TASK GOAL: List each line of the listing below that contains the word "slate". Case matters.

-.-.-

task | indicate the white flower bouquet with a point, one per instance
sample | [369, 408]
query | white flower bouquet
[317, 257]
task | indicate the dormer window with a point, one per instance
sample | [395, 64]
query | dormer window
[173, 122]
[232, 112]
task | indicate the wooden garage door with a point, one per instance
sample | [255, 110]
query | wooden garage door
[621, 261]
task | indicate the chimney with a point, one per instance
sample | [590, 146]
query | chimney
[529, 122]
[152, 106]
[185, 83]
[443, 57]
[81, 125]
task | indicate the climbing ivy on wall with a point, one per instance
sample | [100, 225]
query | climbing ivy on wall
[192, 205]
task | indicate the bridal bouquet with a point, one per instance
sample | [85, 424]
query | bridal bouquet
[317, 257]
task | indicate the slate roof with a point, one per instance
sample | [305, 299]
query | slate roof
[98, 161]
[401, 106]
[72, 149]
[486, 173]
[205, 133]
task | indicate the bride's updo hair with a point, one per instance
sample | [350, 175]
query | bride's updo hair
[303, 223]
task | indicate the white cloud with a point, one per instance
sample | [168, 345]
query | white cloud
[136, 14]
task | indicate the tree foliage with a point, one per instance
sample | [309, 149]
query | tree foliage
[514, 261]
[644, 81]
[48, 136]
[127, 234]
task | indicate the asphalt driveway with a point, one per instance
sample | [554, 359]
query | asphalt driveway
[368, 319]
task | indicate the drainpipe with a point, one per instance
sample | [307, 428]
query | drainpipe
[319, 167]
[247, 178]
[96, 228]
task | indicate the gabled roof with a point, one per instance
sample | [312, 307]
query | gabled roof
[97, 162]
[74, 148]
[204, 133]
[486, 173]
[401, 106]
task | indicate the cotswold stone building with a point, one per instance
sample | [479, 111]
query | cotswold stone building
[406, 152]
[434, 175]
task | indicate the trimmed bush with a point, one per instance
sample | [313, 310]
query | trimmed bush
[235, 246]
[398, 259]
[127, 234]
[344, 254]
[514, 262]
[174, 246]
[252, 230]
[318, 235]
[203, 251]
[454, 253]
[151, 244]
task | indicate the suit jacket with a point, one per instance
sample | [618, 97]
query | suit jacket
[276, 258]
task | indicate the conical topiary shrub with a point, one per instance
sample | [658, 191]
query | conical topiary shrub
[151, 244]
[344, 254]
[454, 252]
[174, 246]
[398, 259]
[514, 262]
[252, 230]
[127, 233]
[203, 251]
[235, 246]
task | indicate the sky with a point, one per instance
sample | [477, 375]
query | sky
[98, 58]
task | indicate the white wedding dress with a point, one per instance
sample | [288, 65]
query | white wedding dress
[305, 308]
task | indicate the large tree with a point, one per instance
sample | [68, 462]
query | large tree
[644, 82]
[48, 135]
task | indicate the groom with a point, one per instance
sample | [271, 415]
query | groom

-.-.-

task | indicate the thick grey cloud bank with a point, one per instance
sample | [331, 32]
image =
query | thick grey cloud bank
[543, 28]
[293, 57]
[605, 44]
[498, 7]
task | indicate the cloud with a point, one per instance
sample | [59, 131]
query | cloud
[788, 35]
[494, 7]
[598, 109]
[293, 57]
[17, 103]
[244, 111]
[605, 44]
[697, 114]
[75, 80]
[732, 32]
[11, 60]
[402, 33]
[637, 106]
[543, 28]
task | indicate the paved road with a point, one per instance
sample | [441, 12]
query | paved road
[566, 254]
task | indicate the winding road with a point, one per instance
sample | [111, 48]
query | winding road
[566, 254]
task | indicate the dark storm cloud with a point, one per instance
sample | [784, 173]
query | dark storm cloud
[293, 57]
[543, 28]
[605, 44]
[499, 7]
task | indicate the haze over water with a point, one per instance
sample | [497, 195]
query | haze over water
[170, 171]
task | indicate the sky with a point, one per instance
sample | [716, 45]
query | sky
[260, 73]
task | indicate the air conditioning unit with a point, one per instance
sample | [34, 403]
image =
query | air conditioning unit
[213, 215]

-.-.-

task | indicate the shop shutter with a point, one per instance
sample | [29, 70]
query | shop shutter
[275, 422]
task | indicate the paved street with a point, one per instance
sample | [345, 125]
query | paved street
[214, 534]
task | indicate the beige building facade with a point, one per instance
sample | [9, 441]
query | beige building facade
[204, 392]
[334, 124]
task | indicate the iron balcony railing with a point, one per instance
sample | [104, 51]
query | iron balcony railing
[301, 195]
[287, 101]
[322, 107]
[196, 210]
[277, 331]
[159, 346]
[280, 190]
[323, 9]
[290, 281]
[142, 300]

-.-.-

FULL ANSWER:
task | indicate the slate roof with a point, one per instance
query | slate roof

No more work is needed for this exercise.